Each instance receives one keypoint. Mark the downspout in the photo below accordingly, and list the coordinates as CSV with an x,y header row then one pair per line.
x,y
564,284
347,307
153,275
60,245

---

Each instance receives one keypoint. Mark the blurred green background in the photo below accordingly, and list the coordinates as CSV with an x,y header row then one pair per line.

--

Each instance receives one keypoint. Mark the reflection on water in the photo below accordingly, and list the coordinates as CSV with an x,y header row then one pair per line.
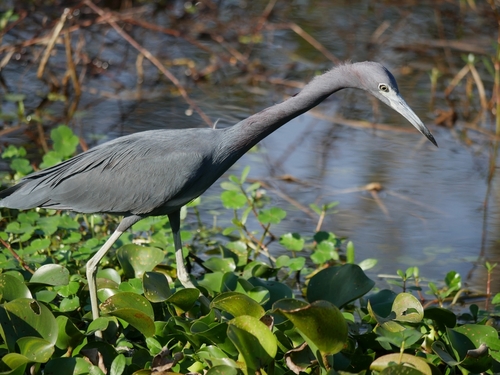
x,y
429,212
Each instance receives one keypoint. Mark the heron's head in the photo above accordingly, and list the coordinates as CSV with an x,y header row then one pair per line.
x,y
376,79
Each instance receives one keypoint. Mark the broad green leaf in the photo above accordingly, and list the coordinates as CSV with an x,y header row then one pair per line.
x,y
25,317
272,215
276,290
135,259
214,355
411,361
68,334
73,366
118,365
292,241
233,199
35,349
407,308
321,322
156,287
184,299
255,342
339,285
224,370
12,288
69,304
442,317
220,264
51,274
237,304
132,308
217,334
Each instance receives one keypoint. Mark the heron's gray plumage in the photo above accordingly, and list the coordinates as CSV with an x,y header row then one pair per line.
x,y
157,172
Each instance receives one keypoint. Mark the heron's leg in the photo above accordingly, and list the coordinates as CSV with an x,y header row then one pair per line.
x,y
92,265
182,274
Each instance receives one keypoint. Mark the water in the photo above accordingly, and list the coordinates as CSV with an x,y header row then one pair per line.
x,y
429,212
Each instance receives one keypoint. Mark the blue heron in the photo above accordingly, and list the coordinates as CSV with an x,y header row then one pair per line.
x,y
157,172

◆ **Task brief**
State how many lines of the records contain the word "photo", giving only the number.

◆ **The solution**
9